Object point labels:
--- Begin ---

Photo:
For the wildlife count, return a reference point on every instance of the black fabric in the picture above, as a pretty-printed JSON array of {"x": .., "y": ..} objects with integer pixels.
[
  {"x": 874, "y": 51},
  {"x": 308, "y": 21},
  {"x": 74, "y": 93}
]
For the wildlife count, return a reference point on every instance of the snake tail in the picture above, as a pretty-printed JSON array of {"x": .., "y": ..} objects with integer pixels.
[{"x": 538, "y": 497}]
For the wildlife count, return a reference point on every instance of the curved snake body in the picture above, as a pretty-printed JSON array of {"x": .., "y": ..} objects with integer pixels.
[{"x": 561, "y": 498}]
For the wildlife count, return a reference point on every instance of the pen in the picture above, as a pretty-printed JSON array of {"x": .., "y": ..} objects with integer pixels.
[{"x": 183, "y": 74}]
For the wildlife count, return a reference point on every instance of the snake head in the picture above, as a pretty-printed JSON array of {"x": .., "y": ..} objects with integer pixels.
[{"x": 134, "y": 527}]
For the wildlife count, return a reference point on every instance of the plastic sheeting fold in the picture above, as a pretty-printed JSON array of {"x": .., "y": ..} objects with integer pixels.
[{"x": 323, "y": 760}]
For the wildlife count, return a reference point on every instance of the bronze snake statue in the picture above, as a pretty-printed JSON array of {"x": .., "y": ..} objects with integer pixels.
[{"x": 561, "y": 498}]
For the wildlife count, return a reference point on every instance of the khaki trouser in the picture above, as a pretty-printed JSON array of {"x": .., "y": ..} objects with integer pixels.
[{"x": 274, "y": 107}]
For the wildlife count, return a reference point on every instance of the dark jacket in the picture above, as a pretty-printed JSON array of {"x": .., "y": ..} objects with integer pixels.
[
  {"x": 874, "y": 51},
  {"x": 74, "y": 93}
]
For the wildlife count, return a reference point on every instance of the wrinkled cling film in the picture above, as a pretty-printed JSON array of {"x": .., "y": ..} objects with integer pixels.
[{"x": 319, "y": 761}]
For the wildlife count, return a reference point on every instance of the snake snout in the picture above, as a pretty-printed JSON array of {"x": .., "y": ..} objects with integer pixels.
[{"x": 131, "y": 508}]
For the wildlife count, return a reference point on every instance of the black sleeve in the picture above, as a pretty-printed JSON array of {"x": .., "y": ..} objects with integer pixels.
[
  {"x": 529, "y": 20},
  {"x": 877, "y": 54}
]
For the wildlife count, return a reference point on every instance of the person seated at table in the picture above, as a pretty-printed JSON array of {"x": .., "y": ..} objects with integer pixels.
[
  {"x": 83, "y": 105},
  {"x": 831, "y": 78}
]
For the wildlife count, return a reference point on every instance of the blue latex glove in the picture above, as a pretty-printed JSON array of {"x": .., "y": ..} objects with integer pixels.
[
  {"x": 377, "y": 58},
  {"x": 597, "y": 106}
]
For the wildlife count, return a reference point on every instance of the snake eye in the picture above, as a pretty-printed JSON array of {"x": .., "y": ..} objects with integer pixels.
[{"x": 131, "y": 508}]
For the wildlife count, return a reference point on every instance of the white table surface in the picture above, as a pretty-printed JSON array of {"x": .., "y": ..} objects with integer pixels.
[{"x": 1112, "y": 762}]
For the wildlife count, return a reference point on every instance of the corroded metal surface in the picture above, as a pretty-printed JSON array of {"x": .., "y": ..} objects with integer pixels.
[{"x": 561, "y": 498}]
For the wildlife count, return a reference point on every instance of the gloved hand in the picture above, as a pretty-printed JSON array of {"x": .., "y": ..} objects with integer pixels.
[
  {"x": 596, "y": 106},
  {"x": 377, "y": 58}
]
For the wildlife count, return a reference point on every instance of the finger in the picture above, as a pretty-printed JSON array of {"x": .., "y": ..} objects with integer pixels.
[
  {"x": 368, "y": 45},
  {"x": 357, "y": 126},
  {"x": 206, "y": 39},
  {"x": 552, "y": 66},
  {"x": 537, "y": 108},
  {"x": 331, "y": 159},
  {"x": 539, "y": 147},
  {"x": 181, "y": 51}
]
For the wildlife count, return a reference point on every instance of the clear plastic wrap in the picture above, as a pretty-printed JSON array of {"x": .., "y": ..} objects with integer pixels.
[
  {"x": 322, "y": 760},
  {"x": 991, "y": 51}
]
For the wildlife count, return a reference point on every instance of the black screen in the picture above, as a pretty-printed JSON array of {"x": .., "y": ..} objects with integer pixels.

--- End ---

What the exercise asks: Write out every line of the material again, exactly as it reads.

Solution for this problem:
Photo:
For the wildlife count, return a reference point on every instance of the black fabric in the picture above, as a pretty-printed JSON array of {"x": .., "y": ..} objects with integer pixels.
[
  {"x": 874, "y": 51},
  {"x": 308, "y": 21},
  {"x": 74, "y": 93}
]
For the wildlife count, return a reference point on every instance of the snake tail in the picture above, as a pretty-printed JSON array of {"x": .., "y": ..} objects with integer pixels.
[{"x": 538, "y": 497}]
For the wildlife count, return a reference point on every instance of the curved snake body in the picture above, as a pretty-printed JSON array of {"x": .., "y": ..} objects with integer pixels.
[{"x": 561, "y": 498}]
For the wildlife count, return a reference point on every instance of the pen in the picture above, as a pretty-printed JSON array of {"x": .., "y": ..} objects with integer pixels.
[{"x": 183, "y": 74}]
For the wildlife count, return a reference point on every instance of the snake head in the picture above, as a pretty-printed JSON array of {"x": .., "y": ..} objects with integer pixels.
[{"x": 134, "y": 527}]
For the wildlife count, return a reference point on every instance of the plastic sheeting fold in the picture above, as a pretty-printed JSON array of {"x": .., "y": ..} objects with integer pixels.
[{"x": 323, "y": 760}]
For the wildlife count, return a reference point on every instance of the bronze snake statue in the picture above, as a pretty-printed JSON array of {"x": .., "y": ..} objects with integer pixels.
[{"x": 561, "y": 498}]
For the wildlife count, return a reference point on every instance of the khaki trouser in the picture above, as a pretty-printed JSON array of {"x": .., "y": ..} objects with integer pixels.
[{"x": 274, "y": 107}]
For the wildlife count, return a reference point on every instance of the dark jacket in the picture above, as a pretty-printed JSON array of {"x": .., "y": ..} objects with integer pixels.
[
  {"x": 874, "y": 51},
  {"x": 74, "y": 93}
]
For the wildlife count, return a reference point on every instance of the wrinkled cling film in the picture above, as a pretty-printed JSON array of {"x": .., "y": ..} objects with integer pixels.
[{"x": 319, "y": 761}]
For the wildlife count, return a reference point on every instance of the snake snout in the picture above, as a pretty-printed JSON array of {"x": .., "y": ..} objects with integer pixels.
[{"x": 131, "y": 508}]
For the wildlife count, return a reference point on every instance of the black sleeve in the picture above, as a pretty-printed JSON array of {"x": .., "y": ..} objects with integer pixels.
[
  {"x": 529, "y": 20},
  {"x": 877, "y": 54}
]
For the wildlife count, return a reference point on every instance of the person seated at table in the picture above, as a pretty-printed JSON array of {"x": .., "y": ..} objects with integer pixels.
[
  {"x": 83, "y": 105},
  {"x": 831, "y": 78}
]
For the wildlife count, return a reference point on every instance of the blue latex glove in the picture above, as a pretty-printed JSON array of {"x": .., "y": ..} objects with integer pixels.
[
  {"x": 377, "y": 58},
  {"x": 597, "y": 106}
]
For the wildlife count, return a reference point on every instance of the snake eye in the picture above, as a pretty-printed JSON array of {"x": .., "y": ..} objects with integer pixels.
[{"x": 131, "y": 508}]
For the wildlife count, return a reference point on every instance of the white table surface in the picture above, as a pretty-printed JSON array of {"x": .., "y": ..} objects with integer pixels.
[{"x": 1112, "y": 762}]
For the wildlife count, return a reference point on every instance of the corroded metal surface in the picture above, as a pretty-printed JSON array of {"x": .., "y": ..} objects with integer pixels.
[{"x": 561, "y": 498}]
For the wildlife count, return a reference point on every instance of the gloved hand in the picture above, as a pretty-printed JSON array of {"x": .., "y": ..} objects with integer pixels.
[
  {"x": 596, "y": 106},
  {"x": 377, "y": 58}
]
For the wildlife count, return a reference point on every instance of the finger in the picture above, as a pretty-printed JSON array of {"x": .., "y": ..} objects with integer pixels.
[
  {"x": 368, "y": 45},
  {"x": 357, "y": 126},
  {"x": 206, "y": 39},
  {"x": 552, "y": 66},
  {"x": 537, "y": 108},
  {"x": 331, "y": 159},
  {"x": 539, "y": 147},
  {"x": 181, "y": 51}
]
For the wildlife count, return a reference point on every instance of the clear plastic wrap in the picture above, as a pretty-printed JSON array of {"x": .., "y": ..} objects with integer pixels.
[
  {"x": 322, "y": 760},
  {"x": 991, "y": 51}
]
For the wildlife count, return a reference point on every instance of the black screen in the picture above, as a pretty-printed JSON array of {"x": .., "y": ..} objects with integer pixels.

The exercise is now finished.